Supplied passage:
Sparse Gaussian Process Temporal Difference Learning for Marine Robot Navigation
This work addresses data efficiency and online applicability challenges for robots learning navigation in marine environments, representing an incremental improvement over existing sparse methods.
The paper tackles the problem of data-efficient Temporal Difference learning for marine robot navigation by reducing TD updates to Gaussian Process regression with a sparse approximation, resulting in SPGP-SARSA, which outperforms state-of-the-art sparse methods and replicates exact prediction quality in simulations and physical underwater trials.
We present a method for Temporal Difference (TD) learning that addresses several challenges faced by robots learning to navigate in a marine environment. For improved data efficiency, our method reduces TD updates to Gaussian Process regression. To make predictions amenable to online settings, we introduce a sparse approximation with improved quality over current rejection-based sparse methods. We derive the predictive value function posterior and use the moments to obtain a new algorithm for model-free policy evaluation, SPGP-SARSA. With simple changes, we show SPGP-SARSA can be reduced to a model-based equivalent, SPGP-TD. We perform comprehensive simulation studies and also conduct physical learning trials with an underwater robot. Our results show SPGP-SARSA can outperform the state-of-the-art sparse method, replicate the prediction quality of its exact counterpart, and be applied to solve underwater navigation tasks.

Information shown:
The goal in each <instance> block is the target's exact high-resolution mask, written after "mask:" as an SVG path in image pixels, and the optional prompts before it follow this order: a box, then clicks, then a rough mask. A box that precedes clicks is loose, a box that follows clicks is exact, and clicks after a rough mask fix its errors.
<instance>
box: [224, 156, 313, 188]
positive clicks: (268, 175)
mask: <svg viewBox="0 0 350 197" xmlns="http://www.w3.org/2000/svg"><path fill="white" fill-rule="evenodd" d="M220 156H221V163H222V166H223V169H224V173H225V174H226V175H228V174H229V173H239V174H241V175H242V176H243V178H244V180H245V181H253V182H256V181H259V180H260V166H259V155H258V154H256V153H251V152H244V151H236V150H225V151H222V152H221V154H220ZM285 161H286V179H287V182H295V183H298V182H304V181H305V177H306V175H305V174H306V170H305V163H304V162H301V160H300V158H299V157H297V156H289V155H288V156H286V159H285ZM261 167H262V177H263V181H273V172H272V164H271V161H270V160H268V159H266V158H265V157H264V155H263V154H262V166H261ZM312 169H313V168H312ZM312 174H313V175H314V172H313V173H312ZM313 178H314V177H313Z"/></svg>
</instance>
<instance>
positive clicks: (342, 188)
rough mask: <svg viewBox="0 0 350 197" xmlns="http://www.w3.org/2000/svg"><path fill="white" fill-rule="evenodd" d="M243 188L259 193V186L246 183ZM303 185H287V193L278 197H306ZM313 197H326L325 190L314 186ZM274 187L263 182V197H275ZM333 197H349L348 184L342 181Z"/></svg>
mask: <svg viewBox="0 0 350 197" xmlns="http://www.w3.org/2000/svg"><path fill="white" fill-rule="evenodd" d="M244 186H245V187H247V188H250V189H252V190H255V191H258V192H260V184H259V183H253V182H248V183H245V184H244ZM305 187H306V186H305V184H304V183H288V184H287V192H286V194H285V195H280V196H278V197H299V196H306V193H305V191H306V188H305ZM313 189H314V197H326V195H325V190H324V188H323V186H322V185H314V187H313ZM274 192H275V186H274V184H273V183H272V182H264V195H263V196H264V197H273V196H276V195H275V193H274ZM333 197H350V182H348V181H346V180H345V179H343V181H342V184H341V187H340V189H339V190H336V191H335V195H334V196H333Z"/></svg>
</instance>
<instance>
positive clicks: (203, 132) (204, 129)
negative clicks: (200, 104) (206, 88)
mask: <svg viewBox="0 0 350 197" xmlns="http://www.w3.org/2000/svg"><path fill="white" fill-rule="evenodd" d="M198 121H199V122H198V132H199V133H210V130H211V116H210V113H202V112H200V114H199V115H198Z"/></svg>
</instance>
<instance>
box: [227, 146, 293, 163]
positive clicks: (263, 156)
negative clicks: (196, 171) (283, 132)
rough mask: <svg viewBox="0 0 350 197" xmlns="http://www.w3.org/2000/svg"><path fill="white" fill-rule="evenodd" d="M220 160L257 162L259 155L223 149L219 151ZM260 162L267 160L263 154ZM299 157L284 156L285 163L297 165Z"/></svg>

Task brief: Return the entire text above on marine robot navigation with Gaussian Process TD learning, word for word, from its title line through its final sentence.

Output of the exercise:
Sparse Gaussian Process Temporal Difference Learning for Marine Robot Navigation
This work addresses data efficiency and online applicability challenges for robots learning navigation in marine environments, representing an incremental improvement over existing sparse methods.
The paper tackles the problem of data-efficient Temporal Difference learning for marine robot navigation by reducing TD updates to Gaussian Process regression with a sparse approximation, resulting in SPGP-SARSA, which outperforms state-of-the-art sparse methods and replicates exact prediction quality in simulations and physical underwater trials.
We present a method for Temporal Difference (TD) learning that addresses several challenges faced by robots learning to navigate in a marine environment. For improved data efficiency, our method reduces TD updates to Gaussian Process regression. To make predictions amenable to online settings, we introduce a sparse approximation with improved quality over current rejection-based sparse methods. We derive the predictive value function posterior and use the moments to obtain a new algorithm for model-free policy evaluation, SPGP-SARSA. With simple changes, we show SPGP-SARSA can be reduced to a model-based equivalent, SPGP-TD. We perform comprehensive simulation studies and also conduct physical learning trials with an underwater robot. Our results show SPGP-SARSA can outperform the state-of-the-art sparse method, replicate the prediction quality of its exact counterpart, and be applied to solve underwater navigation tasks.